### Material for this exercise ###

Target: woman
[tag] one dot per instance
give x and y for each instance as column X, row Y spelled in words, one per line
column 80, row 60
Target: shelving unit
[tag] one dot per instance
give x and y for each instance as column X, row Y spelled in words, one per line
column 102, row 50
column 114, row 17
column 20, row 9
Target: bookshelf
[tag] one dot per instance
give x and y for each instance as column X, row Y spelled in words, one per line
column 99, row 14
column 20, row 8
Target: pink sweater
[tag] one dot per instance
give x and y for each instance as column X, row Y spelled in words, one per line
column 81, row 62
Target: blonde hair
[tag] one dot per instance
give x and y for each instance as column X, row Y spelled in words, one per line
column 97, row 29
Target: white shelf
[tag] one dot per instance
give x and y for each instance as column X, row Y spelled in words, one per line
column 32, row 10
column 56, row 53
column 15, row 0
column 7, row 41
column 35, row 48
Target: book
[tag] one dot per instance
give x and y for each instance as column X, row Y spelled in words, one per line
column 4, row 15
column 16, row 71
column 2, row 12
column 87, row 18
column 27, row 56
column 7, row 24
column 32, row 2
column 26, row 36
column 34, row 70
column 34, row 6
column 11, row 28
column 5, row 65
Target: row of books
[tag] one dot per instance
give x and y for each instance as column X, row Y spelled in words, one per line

###

- Problem to solve -
Rewrite everything from the line containing "Target: bookshelf" down to the line containing "column 20, row 8", swapping every "instance" for "item" and leaving all else as it is.

- Written solution -
Target: bookshelf
[tag] one dot per item
give x and y for each item as column X, row Y spelled in words, one per line
column 99, row 14
column 20, row 8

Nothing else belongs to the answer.